Dem Händler gegenüber haben Sie was von "Einzelanfertigung" und "überarbeitet" gemurmelt, nun das war eine sehr subtile Überabeitung, vielleicht können wir ja ein keines Bilderrätsel draus machen. Also, wer erkennt die Überarbeitung:


----------



## JOHN-DOE (5. Dezember 2005)

Deine Links funtzen nicht


----------



## MTB-News.de




----------



## Kalle Blomquist (5. Dezember 2005)

also 120 euro für so einen hebel ist ja mal mehr als krass    würde ich mir echt nicht gefallen lassen.

achso wegen des fotos: man muss das "medium" rausnehmen.. dann sollte es gehen.


----------



## Funghi (5. Dezember 2005)

JOHN-DOE schrieb:
			
		

> Deine Links funtzen nicht



Oben das "medium" aus der Adresseleiste entfernen...

Deine Aufgaben —
(A) Übersetze bitte den Satz „Deine Links funtzen nicht" aus dem Artikel ins Englische.
(B) Nenne alle Wörter, die im Artikel in Anführungszeichen stehen, jedes nur einmal.
(C) Stimmen diese Aussagen mit dem Artikel überein? (i) Kalle Blomquist hält 120 Euro für den Hebel für angemessen. (ii) Funghi rät, „medium" aus der Adressleiste zu entfernen. (iii) JOHN-DOE meldet, dass die Links funktionieren.

Vorliegende Datensätze —
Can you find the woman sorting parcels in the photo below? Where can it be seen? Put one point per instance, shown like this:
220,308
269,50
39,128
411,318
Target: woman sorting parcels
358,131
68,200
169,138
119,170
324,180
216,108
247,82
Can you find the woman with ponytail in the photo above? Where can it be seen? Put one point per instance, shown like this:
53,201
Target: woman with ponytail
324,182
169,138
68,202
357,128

Erwartete Antworten —
(A) Your links don't work.

(B) Einzelanfertigung, überarbeitet, medium

(C)
(i) Nein: „also 120 euro für so einen hebel ist ja mal mehr als krass"
(ii) Ja: „Oben das "medium" aus der Adresseleiste entfernen..."
(iii) Nein: „Deine Links funtzen nicht"